• What to work on:
Starting at the row that contains "Note: in this drill we tag each instance of the dirt" and continuing through the last row, write those rows out again, replacing "small tree" with "bush" and leaving everything else untouched.

• Data for this exercise:
+ + + +
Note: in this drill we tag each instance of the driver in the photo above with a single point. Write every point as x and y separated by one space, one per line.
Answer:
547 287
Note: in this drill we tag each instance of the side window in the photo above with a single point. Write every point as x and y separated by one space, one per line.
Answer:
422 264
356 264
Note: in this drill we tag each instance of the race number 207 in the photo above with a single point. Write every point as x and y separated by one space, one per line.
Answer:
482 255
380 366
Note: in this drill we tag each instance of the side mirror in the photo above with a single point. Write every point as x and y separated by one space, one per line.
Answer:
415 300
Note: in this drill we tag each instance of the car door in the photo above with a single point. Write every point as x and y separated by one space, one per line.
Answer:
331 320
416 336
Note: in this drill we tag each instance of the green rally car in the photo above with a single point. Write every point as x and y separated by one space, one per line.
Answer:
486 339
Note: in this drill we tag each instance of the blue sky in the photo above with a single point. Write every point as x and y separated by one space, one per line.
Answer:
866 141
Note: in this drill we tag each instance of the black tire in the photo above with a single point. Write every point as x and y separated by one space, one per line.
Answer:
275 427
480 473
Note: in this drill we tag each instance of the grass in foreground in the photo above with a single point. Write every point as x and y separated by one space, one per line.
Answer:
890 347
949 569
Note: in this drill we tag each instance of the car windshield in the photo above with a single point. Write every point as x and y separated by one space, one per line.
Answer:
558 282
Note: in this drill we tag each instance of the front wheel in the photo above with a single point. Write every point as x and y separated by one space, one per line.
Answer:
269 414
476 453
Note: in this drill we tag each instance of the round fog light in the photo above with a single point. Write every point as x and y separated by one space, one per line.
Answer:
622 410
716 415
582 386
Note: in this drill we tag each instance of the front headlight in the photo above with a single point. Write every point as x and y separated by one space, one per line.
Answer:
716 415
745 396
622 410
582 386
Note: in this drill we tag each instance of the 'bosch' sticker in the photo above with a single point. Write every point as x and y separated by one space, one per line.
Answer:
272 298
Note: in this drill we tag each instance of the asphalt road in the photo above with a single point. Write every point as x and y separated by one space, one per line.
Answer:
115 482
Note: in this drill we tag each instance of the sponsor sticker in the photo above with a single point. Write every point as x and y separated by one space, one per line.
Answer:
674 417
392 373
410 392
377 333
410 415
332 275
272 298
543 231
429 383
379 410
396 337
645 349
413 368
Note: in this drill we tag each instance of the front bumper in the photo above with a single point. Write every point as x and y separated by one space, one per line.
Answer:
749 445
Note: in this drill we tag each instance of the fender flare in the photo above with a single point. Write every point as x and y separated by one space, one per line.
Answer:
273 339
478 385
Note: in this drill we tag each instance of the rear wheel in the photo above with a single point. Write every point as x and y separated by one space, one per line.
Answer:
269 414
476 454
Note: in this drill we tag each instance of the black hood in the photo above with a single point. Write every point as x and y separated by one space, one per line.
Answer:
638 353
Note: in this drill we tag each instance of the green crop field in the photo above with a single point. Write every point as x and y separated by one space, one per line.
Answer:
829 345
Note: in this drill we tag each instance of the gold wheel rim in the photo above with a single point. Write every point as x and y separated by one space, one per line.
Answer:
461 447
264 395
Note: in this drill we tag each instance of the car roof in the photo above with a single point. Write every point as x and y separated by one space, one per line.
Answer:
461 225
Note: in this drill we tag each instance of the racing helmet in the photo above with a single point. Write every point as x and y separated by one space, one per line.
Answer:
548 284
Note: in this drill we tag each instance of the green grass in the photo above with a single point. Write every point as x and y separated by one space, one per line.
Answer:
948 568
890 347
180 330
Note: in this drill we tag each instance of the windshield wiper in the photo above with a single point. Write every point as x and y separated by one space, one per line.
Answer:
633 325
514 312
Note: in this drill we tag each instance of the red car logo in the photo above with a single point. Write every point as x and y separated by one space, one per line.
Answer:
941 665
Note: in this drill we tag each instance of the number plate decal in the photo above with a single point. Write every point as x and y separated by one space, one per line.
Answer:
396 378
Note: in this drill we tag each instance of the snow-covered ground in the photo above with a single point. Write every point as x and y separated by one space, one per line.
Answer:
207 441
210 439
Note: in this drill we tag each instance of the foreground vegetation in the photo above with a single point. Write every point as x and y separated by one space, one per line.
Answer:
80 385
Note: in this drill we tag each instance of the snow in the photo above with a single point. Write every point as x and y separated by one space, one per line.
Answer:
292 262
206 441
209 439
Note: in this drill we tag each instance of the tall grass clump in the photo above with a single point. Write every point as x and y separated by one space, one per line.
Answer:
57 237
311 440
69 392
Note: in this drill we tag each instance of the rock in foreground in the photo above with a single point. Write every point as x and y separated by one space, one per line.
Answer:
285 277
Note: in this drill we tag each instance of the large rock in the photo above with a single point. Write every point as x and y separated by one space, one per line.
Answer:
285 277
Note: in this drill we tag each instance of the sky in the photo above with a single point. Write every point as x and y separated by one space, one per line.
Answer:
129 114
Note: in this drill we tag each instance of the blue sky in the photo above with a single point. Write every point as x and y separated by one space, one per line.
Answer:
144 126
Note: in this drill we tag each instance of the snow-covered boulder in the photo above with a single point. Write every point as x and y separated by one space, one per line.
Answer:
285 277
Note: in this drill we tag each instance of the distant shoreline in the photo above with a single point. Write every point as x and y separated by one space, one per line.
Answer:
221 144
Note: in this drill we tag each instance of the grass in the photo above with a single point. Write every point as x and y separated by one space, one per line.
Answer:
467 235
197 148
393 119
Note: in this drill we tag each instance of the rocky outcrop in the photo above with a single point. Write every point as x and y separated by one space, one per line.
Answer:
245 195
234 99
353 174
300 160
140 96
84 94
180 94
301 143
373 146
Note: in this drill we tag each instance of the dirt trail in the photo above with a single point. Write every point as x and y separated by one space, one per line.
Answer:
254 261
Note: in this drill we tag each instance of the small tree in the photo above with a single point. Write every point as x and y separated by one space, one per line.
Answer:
+ + + +
• Solution for this problem:
Note: in this drill we tag each instance of the dirt trail in the photo above with a single point. Write every point as x and y separated by one space, one per line.
Answer:
254 261
Note: in this drill we tag each instance of the bush in the photo above with a single point. Write every point as x and y separated by one space, one per line.
Answer:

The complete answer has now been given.